— SOURCE TEXT —
--- BEGIN ---
# Taliban:  We Don't Want to Hurt Europe or Other Countries



## The Bread Guy (7 Oct 2009)

This, from a statement issued today on the anniversary of the striking of terrorist training camps in Afghanistan after 9/11 (PDF of full statement also attached):


> .... We announce to all the world, our aim is obtainment of independence and establishment of an Islamic system. *We did not have any agenda to harm other countries including Europe nor we have such agenda today* ....



Other highlights - "Honest, we were ABOUT to help with that Osama thing":


> .... the leadership of the Islamic Emirate of Afghanistan <IEA> and its ambassador in Islamabad in a press conference had announced IEA readiness to help in a neutral investigation of this event. But the new conservatives clique in the White House, the war-mongering generals in Pentagon and the pro-Jewish lobby in USA started blaming the Islamic Emirate forthwith from the beginning.  However, impartial investigation of such events to reach the depth of the issue needs  time. But even they did not wait for the resolution of the extra-ordinary meeting of  the Islamic Conference Organization  so that it would have helped in mediation and would have offered their  cooperation in this regard ....



"We're certainly not the bad guys here":


> .... one side have before them  expansionism, colonialism and exploitation as their  plans of objectives which they want to achieve by dent of military power through brutality and atrocities. On the other hand, the other side of the war have their objective of independence, Islamic social justice, human dignity and national identity which they want to achieve through sacrifices and the shedding of their pure blood ....
--- END ---
— DATA SECTION —
--- BEGIN ---
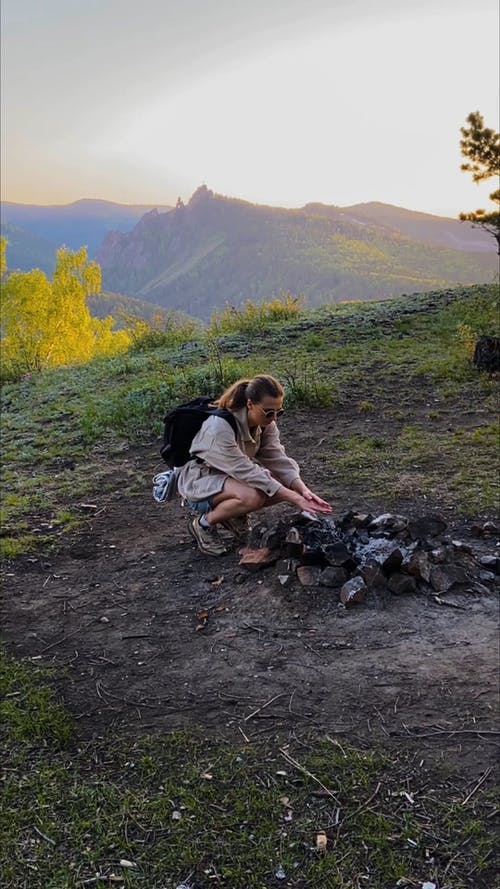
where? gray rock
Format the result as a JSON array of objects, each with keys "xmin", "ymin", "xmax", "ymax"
--- END ---
— STATED EXERCISE 1 —
Answer these from the forum post on the Taliban statement:
(a) On what anniversary was the statement issued?
(b) What does the statement name as its aim?
(c) In what city was the ambassador who took part in the press conference based?
— STATED EXERCISE 2 —
Sum up the forum post on the Taliban statement in two sentences.
— STATED EXERCISE 3 —
Carry on the forum post about the Taliban statement from where it stops.

— FINAL RESULT 1 —
(a) The anniversary of the striking of terrorist training camps in Afghanistan after 9/11.
(b) Obtainment of independence and establishment of an Islamic system.
(c) Islamabad.

— FINAL RESULT 2 —
A forum post dated 7 Oct 2009 quotes a Taliban statement issued on the anniversary of the strikes on terrorist training camps in Afghanistan after 9/11, in which the group says its aim is independence and an Islamic system and that it has no agenda to harm other countries, including Europe. The statement also says the Islamic Emirate of Afghanistan had announced readiness to help in a neutral investigation but was blamed at once by groups in the US, and it casts the other side as seeking expansionism and exploitation while its own side seeks independence, Islamic social justice, human dignity and national identity.

— FINAL RESULT 3 —
----------



## Haggis (7 Oct 2009)

So, hand over Bin Laden, embrace contemporary morals, realize that this is the 21st century and, like it or not, you and the rest of Allah's followers are living in it.

Get that done and we can all be home by Christmas.


----------



## Edward Campbell (7 Oct 2009)

Given what is being said in Washington these days, this is an excellent _tactic_. Bin Laden is saying, _"Look, the Americans are going to cut and run; they are tired of the war; they have no patience; you Europeans will be left holding the bag and we will have no choice, our people will demand that we strike at you. So we will. Quit now! Leave Afghanistan before the unreliable Americans pull the rug out from under you."_

It's "good" because it has just enough truth in it to be plausible. The US *IS* divided; Obama is under pressure, from his own Democratic Party base to back away. Many Europeans, just like many Canadians, have a big, wide anti-American streak. This will further weaken the resolve of already shaky allies. It is aimed, specifically, at the Netherlands which is, right now, debating its future role, *if any*, in ISAF and at Germany which will soon do the same.


----------



## The Bread Guy (8 Oct 2009)

E.R. Campbell said:
			
		

> Many Europeans, just like many Canadians, have a big, wide anti-American streak. This will further weaken the resolve of already shaky allies. It is aimed, specifically, at the Netherlands which is, right now, debating its future role, *if any*, in ISAF and at Germany which will soon do the same.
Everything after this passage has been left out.